> _EXERCISE DETAILS_
Reproduce verbatim the lines that begin with the one containing "One point goes on each instance of the circular" and continue through the final line, including both ends.

> _SUPPLIED DATA_

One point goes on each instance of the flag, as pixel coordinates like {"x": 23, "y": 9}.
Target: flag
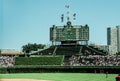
{"x": 62, "y": 17}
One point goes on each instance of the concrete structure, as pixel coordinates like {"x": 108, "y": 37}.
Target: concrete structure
{"x": 113, "y": 39}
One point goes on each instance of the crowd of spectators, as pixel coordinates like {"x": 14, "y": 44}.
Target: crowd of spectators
{"x": 94, "y": 60}
{"x": 6, "y": 61}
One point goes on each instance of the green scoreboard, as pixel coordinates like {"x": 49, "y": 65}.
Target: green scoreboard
{"x": 69, "y": 33}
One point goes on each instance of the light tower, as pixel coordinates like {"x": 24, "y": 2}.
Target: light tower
{"x": 69, "y": 34}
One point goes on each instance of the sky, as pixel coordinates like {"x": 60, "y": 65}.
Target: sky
{"x": 28, "y": 21}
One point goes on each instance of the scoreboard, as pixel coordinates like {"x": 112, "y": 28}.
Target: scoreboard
{"x": 69, "y": 33}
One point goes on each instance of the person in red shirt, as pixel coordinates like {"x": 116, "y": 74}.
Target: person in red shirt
{"x": 118, "y": 77}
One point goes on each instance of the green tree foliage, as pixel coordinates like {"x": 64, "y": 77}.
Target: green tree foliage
{"x": 32, "y": 47}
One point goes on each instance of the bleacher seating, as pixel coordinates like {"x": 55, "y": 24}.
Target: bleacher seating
{"x": 72, "y": 50}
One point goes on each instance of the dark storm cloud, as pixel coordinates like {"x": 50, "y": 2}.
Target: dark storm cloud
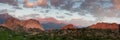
{"x": 99, "y": 8}
{"x": 11, "y": 2}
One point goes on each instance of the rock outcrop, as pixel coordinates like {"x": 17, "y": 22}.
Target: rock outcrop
{"x": 13, "y": 23}
{"x": 69, "y": 26}
{"x": 112, "y": 26}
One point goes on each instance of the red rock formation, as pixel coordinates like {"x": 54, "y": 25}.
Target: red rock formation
{"x": 12, "y": 23}
{"x": 50, "y": 19}
{"x": 70, "y": 26}
{"x": 116, "y": 4}
{"x": 112, "y": 26}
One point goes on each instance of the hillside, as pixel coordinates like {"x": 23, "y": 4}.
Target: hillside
{"x": 78, "y": 34}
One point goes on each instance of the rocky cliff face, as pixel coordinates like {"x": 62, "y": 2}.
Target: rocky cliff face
{"x": 112, "y": 26}
{"x": 12, "y": 23}
{"x": 69, "y": 26}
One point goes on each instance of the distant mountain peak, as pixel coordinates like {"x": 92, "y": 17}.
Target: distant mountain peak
{"x": 69, "y": 26}
{"x": 102, "y": 25}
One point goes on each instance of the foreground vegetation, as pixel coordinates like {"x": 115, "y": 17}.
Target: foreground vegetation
{"x": 78, "y": 34}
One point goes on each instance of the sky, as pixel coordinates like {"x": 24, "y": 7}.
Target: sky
{"x": 79, "y": 12}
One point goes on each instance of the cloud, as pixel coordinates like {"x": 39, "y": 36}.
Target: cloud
{"x": 27, "y": 3}
{"x": 11, "y": 2}
{"x": 116, "y": 4}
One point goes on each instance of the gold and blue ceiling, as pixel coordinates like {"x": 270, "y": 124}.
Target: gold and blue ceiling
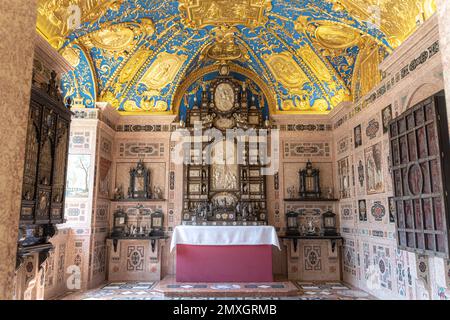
{"x": 311, "y": 54}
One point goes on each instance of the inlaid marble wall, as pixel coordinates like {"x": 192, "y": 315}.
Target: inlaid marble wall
{"x": 16, "y": 49}
{"x": 371, "y": 260}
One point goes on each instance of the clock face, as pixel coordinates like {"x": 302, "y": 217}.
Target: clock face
{"x": 224, "y": 97}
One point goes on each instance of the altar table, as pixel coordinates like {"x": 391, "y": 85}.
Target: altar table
{"x": 224, "y": 254}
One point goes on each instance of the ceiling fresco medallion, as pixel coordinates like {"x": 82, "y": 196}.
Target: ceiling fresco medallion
{"x": 249, "y": 13}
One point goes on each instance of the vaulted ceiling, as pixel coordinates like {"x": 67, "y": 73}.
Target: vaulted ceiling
{"x": 312, "y": 54}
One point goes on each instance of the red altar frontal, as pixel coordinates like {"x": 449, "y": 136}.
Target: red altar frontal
{"x": 224, "y": 254}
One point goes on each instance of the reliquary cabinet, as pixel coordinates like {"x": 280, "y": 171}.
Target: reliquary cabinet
{"x": 227, "y": 192}
{"x": 44, "y": 178}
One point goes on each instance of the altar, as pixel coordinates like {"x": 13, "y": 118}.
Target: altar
{"x": 224, "y": 253}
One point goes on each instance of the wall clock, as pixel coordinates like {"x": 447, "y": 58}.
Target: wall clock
{"x": 224, "y": 97}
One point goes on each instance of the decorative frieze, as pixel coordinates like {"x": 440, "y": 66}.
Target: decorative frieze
{"x": 306, "y": 149}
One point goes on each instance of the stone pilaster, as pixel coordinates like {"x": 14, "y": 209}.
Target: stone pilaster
{"x": 444, "y": 35}
{"x": 17, "y": 31}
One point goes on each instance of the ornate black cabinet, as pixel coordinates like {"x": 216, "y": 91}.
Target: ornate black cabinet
{"x": 44, "y": 178}
{"x": 420, "y": 172}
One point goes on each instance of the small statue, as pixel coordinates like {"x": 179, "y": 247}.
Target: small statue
{"x": 311, "y": 229}
{"x": 118, "y": 193}
{"x": 291, "y": 192}
{"x": 208, "y": 120}
{"x": 52, "y": 86}
{"x": 330, "y": 193}
{"x": 157, "y": 192}
{"x": 241, "y": 122}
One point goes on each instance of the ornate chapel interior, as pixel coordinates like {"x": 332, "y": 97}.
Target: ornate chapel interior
{"x": 118, "y": 118}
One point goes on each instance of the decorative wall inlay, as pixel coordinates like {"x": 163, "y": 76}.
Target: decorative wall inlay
{"x": 362, "y": 208}
{"x": 372, "y": 129}
{"x": 366, "y": 263}
{"x": 306, "y": 127}
{"x": 141, "y": 150}
{"x": 357, "y": 135}
{"x": 378, "y": 211}
{"x": 75, "y": 211}
{"x": 374, "y": 174}
{"x": 85, "y": 113}
{"x": 381, "y": 259}
{"x": 306, "y": 149}
{"x": 105, "y": 146}
{"x": 313, "y": 258}
{"x": 346, "y": 212}
{"x": 50, "y": 269}
{"x": 388, "y": 84}
{"x": 135, "y": 258}
{"x": 349, "y": 257}
{"x": 99, "y": 256}
{"x": 276, "y": 181}
{"x": 423, "y": 270}
{"x": 144, "y": 128}
{"x": 386, "y": 116}
{"x": 79, "y": 140}
{"x": 61, "y": 262}
{"x": 344, "y": 178}
{"x": 172, "y": 180}
{"x": 78, "y": 176}
{"x": 343, "y": 145}
{"x": 361, "y": 173}
{"x": 401, "y": 271}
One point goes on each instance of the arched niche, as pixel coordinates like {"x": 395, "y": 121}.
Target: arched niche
{"x": 235, "y": 70}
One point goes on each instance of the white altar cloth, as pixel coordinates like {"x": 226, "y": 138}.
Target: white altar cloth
{"x": 224, "y": 236}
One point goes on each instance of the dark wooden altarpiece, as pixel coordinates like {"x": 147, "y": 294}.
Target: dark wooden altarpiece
{"x": 225, "y": 195}
{"x": 44, "y": 181}
{"x": 419, "y": 141}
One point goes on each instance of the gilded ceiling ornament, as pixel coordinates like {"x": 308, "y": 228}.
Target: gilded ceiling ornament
{"x": 135, "y": 62}
{"x": 396, "y": 18}
{"x": 163, "y": 70}
{"x": 224, "y": 47}
{"x": 336, "y": 36}
{"x": 72, "y": 55}
{"x": 118, "y": 37}
{"x": 200, "y": 13}
{"x": 57, "y": 18}
{"x": 316, "y": 65}
{"x": 286, "y": 70}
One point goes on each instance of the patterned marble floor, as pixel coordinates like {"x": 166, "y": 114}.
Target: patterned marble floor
{"x": 165, "y": 289}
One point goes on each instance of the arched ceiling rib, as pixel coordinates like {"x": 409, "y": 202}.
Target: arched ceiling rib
{"x": 305, "y": 50}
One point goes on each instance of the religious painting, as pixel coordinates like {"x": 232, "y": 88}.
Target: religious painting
{"x": 374, "y": 173}
{"x": 357, "y": 136}
{"x": 362, "y": 210}
{"x": 386, "y": 116}
{"x": 79, "y": 166}
{"x": 344, "y": 177}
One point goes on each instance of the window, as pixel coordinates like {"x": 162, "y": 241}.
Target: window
{"x": 419, "y": 142}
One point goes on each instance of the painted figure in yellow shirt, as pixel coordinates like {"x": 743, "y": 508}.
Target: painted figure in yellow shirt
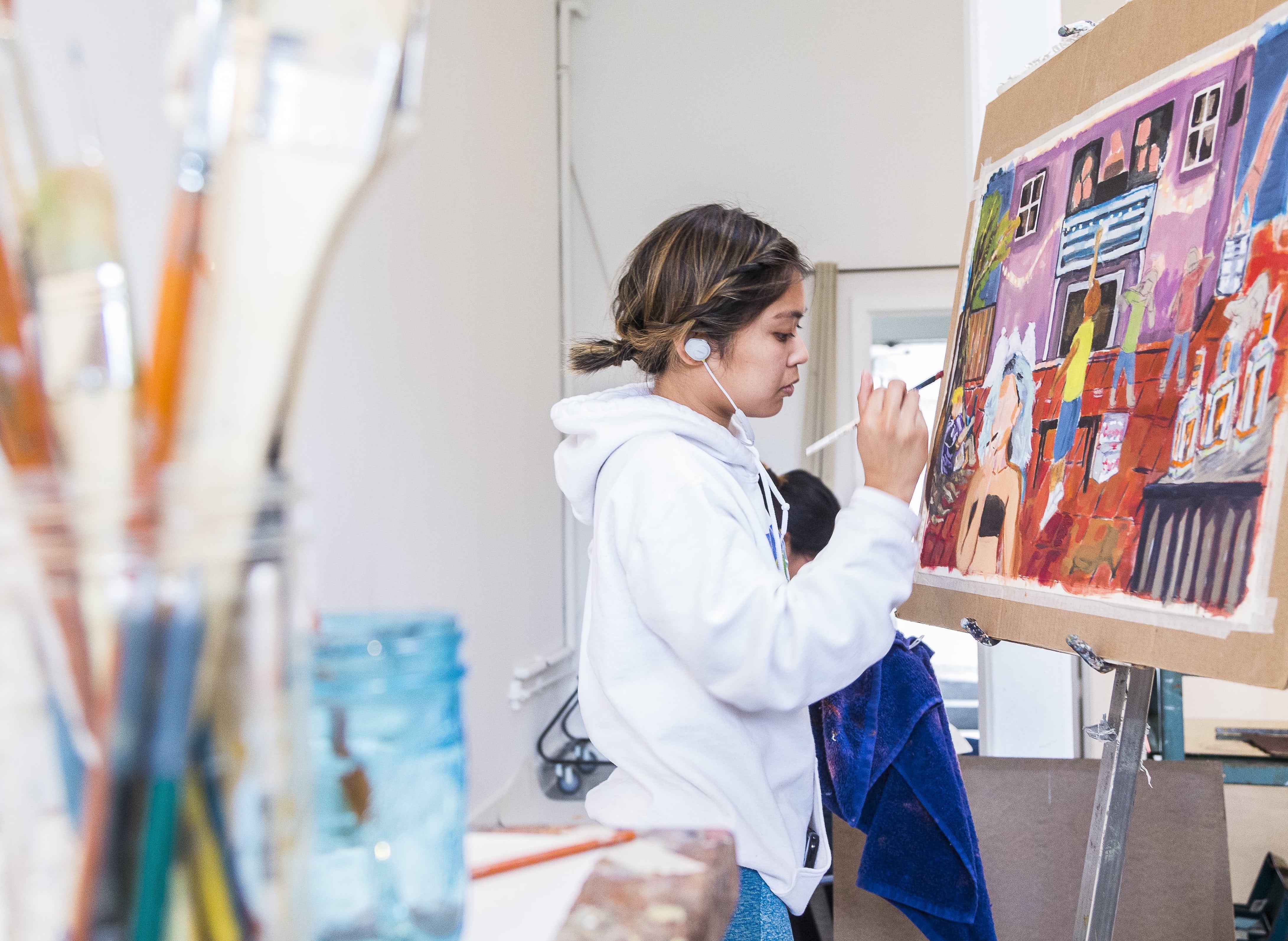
{"x": 1073, "y": 371}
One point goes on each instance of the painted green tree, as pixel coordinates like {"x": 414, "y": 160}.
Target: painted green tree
{"x": 992, "y": 245}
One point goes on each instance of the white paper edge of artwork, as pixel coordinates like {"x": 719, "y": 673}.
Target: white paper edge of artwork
{"x": 1256, "y": 614}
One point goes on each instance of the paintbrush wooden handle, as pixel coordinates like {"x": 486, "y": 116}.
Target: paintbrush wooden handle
{"x": 534, "y": 859}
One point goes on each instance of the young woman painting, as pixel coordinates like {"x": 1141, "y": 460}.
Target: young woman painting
{"x": 698, "y": 657}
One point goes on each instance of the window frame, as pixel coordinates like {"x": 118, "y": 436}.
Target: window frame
{"x": 1191, "y": 128}
{"x": 1035, "y": 204}
{"x": 1119, "y": 278}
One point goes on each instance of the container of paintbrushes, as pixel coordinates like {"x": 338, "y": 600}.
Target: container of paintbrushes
{"x": 387, "y": 746}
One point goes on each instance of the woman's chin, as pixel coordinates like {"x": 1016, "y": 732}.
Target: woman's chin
{"x": 767, "y": 410}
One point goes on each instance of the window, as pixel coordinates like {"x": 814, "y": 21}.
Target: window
{"x": 1201, "y": 138}
{"x": 1149, "y": 145}
{"x": 1083, "y": 181}
{"x": 1031, "y": 204}
{"x": 1107, "y": 315}
{"x": 1241, "y": 97}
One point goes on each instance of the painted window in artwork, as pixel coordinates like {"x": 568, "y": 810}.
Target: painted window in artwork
{"x": 1083, "y": 184}
{"x": 1149, "y": 145}
{"x": 1106, "y": 316}
{"x": 1031, "y": 204}
{"x": 1201, "y": 140}
{"x": 1241, "y": 98}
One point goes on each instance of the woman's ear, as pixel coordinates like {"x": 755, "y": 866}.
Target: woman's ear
{"x": 682, "y": 354}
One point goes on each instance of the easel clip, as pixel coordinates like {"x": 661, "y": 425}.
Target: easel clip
{"x": 972, "y": 627}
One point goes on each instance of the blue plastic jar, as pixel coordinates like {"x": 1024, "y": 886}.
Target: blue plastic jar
{"x": 388, "y": 779}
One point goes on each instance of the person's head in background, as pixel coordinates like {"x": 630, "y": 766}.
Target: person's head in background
{"x": 812, "y": 519}
{"x": 719, "y": 275}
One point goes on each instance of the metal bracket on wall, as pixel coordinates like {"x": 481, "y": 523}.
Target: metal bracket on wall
{"x": 540, "y": 673}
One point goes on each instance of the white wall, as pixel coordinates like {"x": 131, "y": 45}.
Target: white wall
{"x": 817, "y": 117}
{"x": 422, "y": 431}
{"x": 423, "y": 427}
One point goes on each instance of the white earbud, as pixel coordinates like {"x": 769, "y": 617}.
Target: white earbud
{"x": 698, "y": 348}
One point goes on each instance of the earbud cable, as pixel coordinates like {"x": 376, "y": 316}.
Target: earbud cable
{"x": 767, "y": 479}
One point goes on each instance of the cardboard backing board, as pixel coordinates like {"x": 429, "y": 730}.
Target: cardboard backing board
{"x": 1138, "y": 42}
{"x": 1032, "y": 816}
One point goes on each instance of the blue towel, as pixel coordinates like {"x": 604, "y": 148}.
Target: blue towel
{"x": 888, "y": 767}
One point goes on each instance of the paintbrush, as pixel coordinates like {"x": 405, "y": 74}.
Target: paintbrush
{"x": 850, "y": 426}
{"x": 302, "y": 145}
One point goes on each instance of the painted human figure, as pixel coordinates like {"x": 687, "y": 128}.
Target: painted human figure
{"x": 1140, "y": 302}
{"x": 1147, "y": 154}
{"x": 987, "y": 535}
{"x": 1084, "y": 185}
{"x": 1183, "y": 310}
{"x": 1073, "y": 372}
{"x": 954, "y": 435}
{"x": 1117, "y": 160}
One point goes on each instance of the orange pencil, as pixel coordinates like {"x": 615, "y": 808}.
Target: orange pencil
{"x": 534, "y": 859}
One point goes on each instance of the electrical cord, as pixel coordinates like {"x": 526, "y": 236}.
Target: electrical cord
{"x": 570, "y": 769}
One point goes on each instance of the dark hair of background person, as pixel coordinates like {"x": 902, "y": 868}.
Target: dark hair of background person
{"x": 705, "y": 273}
{"x": 813, "y": 515}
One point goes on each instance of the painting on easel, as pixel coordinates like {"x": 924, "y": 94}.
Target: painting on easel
{"x": 1112, "y": 435}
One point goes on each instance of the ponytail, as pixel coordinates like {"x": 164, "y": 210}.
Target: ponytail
{"x": 705, "y": 273}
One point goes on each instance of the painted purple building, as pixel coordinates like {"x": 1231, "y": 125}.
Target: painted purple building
{"x": 1158, "y": 176}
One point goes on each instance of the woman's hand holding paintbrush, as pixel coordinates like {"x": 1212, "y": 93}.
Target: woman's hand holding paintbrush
{"x": 893, "y": 438}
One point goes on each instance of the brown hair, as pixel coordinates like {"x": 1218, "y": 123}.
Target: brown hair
{"x": 708, "y": 271}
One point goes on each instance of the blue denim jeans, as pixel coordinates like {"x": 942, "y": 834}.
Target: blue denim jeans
{"x": 1067, "y": 428}
{"x": 1125, "y": 364}
{"x": 760, "y": 914}
{"x": 1180, "y": 345}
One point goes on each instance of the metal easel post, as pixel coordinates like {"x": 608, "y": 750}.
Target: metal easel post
{"x": 1116, "y": 793}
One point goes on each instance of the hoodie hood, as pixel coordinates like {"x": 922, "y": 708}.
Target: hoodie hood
{"x": 602, "y": 422}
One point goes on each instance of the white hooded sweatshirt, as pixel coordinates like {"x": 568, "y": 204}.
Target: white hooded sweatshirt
{"x": 698, "y": 658}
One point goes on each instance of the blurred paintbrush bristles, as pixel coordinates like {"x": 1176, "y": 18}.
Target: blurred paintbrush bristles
{"x": 141, "y": 541}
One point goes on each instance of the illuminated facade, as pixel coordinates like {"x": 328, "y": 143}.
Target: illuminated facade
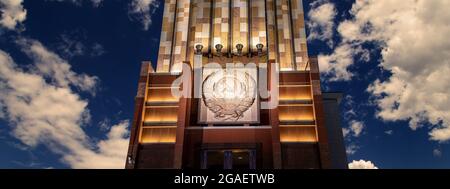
{"x": 259, "y": 105}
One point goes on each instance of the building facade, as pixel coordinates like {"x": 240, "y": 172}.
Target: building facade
{"x": 233, "y": 87}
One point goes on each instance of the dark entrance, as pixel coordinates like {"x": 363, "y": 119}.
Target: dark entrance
{"x": 229, "y": 159}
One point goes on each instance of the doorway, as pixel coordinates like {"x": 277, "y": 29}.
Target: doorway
{"x": 229, "y": 159}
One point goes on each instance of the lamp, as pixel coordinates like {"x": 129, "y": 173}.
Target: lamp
{"x": 259, "y": 47}
{"x": 198, "y": 49}
{"x": 219, "y": 48}
{"x": 239, "y": 47}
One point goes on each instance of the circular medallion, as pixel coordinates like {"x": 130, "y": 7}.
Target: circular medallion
{"x": 229, "y": 94}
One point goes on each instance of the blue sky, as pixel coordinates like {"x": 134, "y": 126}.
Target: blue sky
{"x": 104, "y": 42}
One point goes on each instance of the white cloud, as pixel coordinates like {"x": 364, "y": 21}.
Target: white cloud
{"x": 321, "y": 21}
{"x": 355, "y": 129}
{"x": 335, "y": 66}
{"x": 437, "y": 153}
{"x": 55, "y": 68}
{"x": 42, "y": 109}
{"x": 142, "y": 10}
{"x": 12, "y": 13}
{"x": 362, "y": 164}
{"x": 351, "y": 149}
{"x": 413, "y": 35}
{"x": 95, "y": 3}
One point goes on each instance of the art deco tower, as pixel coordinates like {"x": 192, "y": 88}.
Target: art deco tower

> _EXPECTED OUTPUT_
One point goes on each instance of the circular medallion, as pixel coordinates like {"x": 130, "y": 7}.
Target: circular medallion
{"x": 229, "y": 94}
One point goes on each instance of the blue sky, as pixel coordinates like {"x": 134, "y": 126}.
Target: blue sky
{"x": 104, "y": 42}
One point goes on each instance of the white cloud, as pixel coordinates like {"x": 364, "y": 21}.
Target: white cloud
{"x": 321, "y": 21}
{"x": 355, "y": 129}
{"x": 335, "y": 66}
{"x": 437, "y": 153}
{"x": 55, "y": 68}
{"x": 42, "y": 109}
{"x": 142, "y": 10}
{"x": 12, "y": 13}
{"x": 362, "y": 164}
{"x": 351, "y": 149}
{"x": 413, "y": 35}
{"x": 95, "y": 3}
One point goes on each instance of the art deco tower, as pixel coordinates like {"x": 192, "y": 88}.
Target: art deco tower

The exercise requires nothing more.